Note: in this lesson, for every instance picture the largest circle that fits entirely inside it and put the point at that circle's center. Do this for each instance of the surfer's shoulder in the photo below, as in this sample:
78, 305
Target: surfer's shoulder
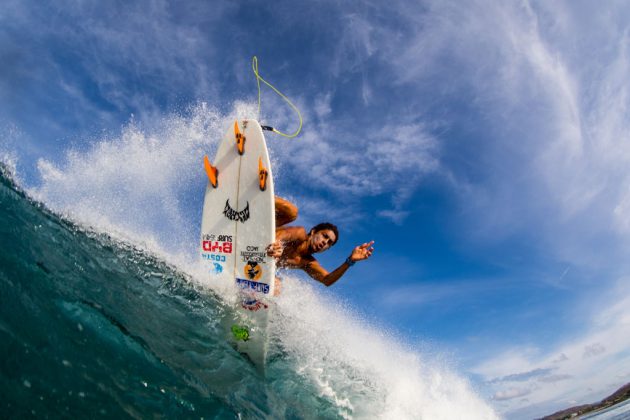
291, 233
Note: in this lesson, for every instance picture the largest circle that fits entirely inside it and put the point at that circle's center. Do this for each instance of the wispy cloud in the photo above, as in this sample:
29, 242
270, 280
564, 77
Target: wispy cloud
579, 369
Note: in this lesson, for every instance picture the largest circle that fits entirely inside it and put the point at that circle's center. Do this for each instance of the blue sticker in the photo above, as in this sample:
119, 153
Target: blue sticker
218, 268
253, 285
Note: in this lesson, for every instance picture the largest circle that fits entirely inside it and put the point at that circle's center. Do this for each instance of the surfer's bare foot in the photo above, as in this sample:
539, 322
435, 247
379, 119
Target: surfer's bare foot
275, 250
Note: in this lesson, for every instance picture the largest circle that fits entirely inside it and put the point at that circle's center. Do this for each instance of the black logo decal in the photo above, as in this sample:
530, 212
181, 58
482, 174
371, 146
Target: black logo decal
237, 216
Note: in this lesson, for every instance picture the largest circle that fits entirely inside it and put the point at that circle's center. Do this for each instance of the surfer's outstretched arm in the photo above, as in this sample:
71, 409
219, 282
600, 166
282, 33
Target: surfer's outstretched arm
316, 271
286, 212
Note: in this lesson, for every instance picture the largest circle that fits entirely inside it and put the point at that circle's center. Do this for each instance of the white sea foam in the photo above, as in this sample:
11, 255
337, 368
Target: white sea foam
146, 186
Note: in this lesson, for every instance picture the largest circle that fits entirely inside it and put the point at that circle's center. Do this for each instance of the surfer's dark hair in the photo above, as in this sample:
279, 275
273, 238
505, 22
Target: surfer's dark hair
324, 226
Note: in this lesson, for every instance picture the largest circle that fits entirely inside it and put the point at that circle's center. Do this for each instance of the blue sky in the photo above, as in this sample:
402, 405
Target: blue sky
484, 146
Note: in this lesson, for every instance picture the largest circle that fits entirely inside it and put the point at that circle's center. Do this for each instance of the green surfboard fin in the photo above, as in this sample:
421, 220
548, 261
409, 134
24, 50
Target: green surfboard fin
240, 332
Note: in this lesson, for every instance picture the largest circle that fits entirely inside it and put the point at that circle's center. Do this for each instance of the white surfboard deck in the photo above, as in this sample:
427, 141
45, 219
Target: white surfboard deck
238, 223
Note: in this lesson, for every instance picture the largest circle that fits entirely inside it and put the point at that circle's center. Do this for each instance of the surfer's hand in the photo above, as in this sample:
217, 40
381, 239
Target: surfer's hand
362, 252
275, 250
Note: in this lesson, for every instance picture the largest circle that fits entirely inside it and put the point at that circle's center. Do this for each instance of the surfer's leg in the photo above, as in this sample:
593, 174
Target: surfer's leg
277, 287
286, 212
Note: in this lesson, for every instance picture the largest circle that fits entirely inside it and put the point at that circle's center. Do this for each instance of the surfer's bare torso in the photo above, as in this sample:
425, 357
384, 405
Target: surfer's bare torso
294, 246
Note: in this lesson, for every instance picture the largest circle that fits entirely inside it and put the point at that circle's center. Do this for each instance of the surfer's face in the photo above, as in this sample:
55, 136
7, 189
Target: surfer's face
322, 240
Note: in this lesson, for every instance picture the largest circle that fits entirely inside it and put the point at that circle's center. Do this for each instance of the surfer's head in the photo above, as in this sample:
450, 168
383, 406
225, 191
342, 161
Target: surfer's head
322, 237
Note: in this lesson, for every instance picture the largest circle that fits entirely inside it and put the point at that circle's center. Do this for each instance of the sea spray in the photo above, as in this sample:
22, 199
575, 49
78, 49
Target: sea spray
121, 269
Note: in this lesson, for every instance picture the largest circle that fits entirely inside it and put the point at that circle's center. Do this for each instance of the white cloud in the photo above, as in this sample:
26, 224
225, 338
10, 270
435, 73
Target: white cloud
583, 368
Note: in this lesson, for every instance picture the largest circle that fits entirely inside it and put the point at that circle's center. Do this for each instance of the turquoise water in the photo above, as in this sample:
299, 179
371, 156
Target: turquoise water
620, 411
91, 326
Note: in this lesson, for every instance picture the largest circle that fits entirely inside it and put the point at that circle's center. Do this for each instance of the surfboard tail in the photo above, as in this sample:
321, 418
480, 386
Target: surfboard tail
211, 171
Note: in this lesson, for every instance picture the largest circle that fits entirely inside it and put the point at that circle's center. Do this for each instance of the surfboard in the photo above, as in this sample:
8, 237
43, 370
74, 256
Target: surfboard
238, 223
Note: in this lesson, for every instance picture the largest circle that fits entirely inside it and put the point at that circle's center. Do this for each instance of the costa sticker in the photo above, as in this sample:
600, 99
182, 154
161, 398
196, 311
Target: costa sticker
252, 270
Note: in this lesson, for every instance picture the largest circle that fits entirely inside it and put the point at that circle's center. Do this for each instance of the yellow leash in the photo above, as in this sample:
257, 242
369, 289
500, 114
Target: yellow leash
258, 79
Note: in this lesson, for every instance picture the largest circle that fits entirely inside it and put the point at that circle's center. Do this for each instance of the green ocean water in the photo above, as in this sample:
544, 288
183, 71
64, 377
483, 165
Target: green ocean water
91, 327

************

_Problem:_ With the pictures left aside, write out all of the records above exactly.

_Solution:_
Note: in this lesson, for every instance picture the largest circle that fits entirely inside it and put the point at that circle's center. Do this for each instance of the surfer's shoulder in the photo below, as in this sample:
78, 305
Target: surfer's shoulder
291, 233
Note: in this lesson, for every instance picture the largest circle that fits entirely inside it and put the point at that circle's center. Do this for each instance of the wispy cloud in the photo above, as in this sample:
29, 242
270, 280
564, 77
Target: wispy cloud
579, 369
Note: in this lesson, for every instance picture the largest circle that fits entirely inside it and put the point at that circle's center. Do this for each instance of the blue sticker in the photo above, as in this sample:
119, 153
Target: blue sticker
218, 268
253, 285
Note: in this lesson, for every instance picture the largest circle that fits entirely inside it and put the point at that circle's center. Do this for each instance of the surfer's bare foot in the photo above, as in this sample:
539, 322
435, 247
379, 119
Target: surfer's bare foot
275, 250
Note: in this lesson, for every instance picture the largest circle that fits entirely inside it and put the point at that circle's center. Do this for each instance of the black logo decal in the photo above, as in this sample:
530, 212
181, 58
482, 174
371, 146
Target: black logo decal
237, 216
Note: in this lesson, for every instance picture the largest circle that fits entirely inside it and put the point at that circle's center. Do this for each instance of the surfer's outstretched arm in the photo above, as in this sample:
71, 409
219, 282
600, 166
282, 33
Target: surfer's outstretched arm
316, 271
286, 212
Note: in this lesson, for every instance picture the largest circle that fits entirely inside it and put the point at that circle's center. Do this for each instance of the white sea foam in the photo above, as in this sample:
11, 255
337, 368
Target: white sea foam
146, 186
Note: in this lesson, for every instance picture the largest circle that fits entirely inside it and put the point at that circle's center. Do this for each instance of the surfer's dark hair in the photo above, as in this sample:
279, 275
273, 238
505, 22
Target: surfer's dark hair
324, 226
Note: in this lesson, for every instance picture the largest circle that fits entirely inside it and put the point at that circle's center. Do this for each instance of the blue sky in the photo above, as in this sample:
402, 405
Target: blue sky
484, 146
Note: in this lesson, for every instance picture the largest circle that fits entirely inside it and put the point at that circle's center. Do this for each instance of the green surfboard fin in the photo above, as in this sample:
421, 220
548, 261
409, 134
24, 50
Target: green surfboard fin
240, 332
Note: in this lesson, for every instance picture the largest circle that fits entirely inside it and put the point at that circle's center. Do this for each instance of the white surfboard deck in the photo above, as in this sample:
427, 141
45, 219
Target: white surfboard deck
238, 223
Note: in this lesson, for every instance picture the largest circle that fits entirely inside it and put the point at that circle's center. Do this for each instance of the surfer's hand in the photo above, as in this sample:
217, 40
381, 239
Target: surfer's hand
362, 252
275, 250
Note: in this lesson, for every instance picture the largest circle that fits entirely inside it and put the point at that circle's center. Do this for each instance of the surfer's leg in the photo above, as in this sample:
593, 174
Target: surfer's leg
277, 287
286, 212
Note: in this lesson, for every instance picture the largest circle that fits entirely inside it and put the point at that circle's center. Do this for each instance of the surfer's bare torso in the photo above, as in this sample:
425, 357
384, 405
Target: surfer's bare torso
294, 246
Note: in this lesson, for every instance picture the largest circle that fits entirely inside it and put the point at that circle's center. Do this for each instance of the surfer's face in the photo above, as in this sample:
55, 136
7, 189
Target: surfer's face
322, 240
Note: in this lesson, for every instance picture the largest circle that fits entirely inside it and put the point at that circle's center. Do this for each instance of the surfer's head in the photo above, as in this sample:
450, 168
383, 406
225, 191
342, 161
Target: surfer's head
322, 237
Note: in this lesson, for every instance picture the largest circle that fits entirely inside it and put the point at that circle's center. Do this for each instance of the sea spray in the photo above, as in this sample:
22, 199
575, 49
78, 49
Target: sea spray
121, 269
Note: in this lesson, for every instance picture the largest circle that fits entirely inside it and put the point at that circle's center. Do this for each instance of the white cloud in the photo above, as in this sample:
26, 224
225, 338
10, 270
435, 73
Target: white cloud
583, 368
Note: in this lesson, for every instance picture the largest circle that fits entirely inside it and put the point at that circle's center. Do this for each instance of the turquoise water in the photo above, as in this sample:
299, 179
371, 156
Target: turquoise water
620, 411
91, 326
Note: in this lesson, for every instance picture the largest circle that fits entirely inside it and put the point at that circle's center. Do this for each instance of the surfboard tail in the photo above, as in this sample:
321, 418
480, 386
Target: surfboard tail
211, 171
Note: in this lesson, for every instance picture the largest circle that fits entirely inside it and put the point at that circle's center. Do this for each instance of the surfboard in the photo above, as in this sample:
8, 237
43, 370
74, 256
Target: surfboard
238, 223
Note: in this lesson, for every instance picture the largest circle that fits entirely inside it and put the point at that circle's center. Do this for each instance of the costa sticker in the photo above, as in this sample:
600, 99
182, 154
161, 398
196, 311
Target: costa sticker
252, 270
Note: in this lesson, for every instance picture the largest circle that fits entirely inside it and put the point at that circle's center. Do this for each instance of the yellow leash in the photo above, as in this sample:
257, 242
369, 289
500, 114
Target: yellow leash
258, 79
Note: in this lesson, for every instance picture the largest circle that fits entirely inside it and put the point at that circle's center. Do this for each instance of the green ocean water in the photo above, as in this sample:
544, 288
183, 71
64, 377
483, 165
Target: green ocean water
91, 327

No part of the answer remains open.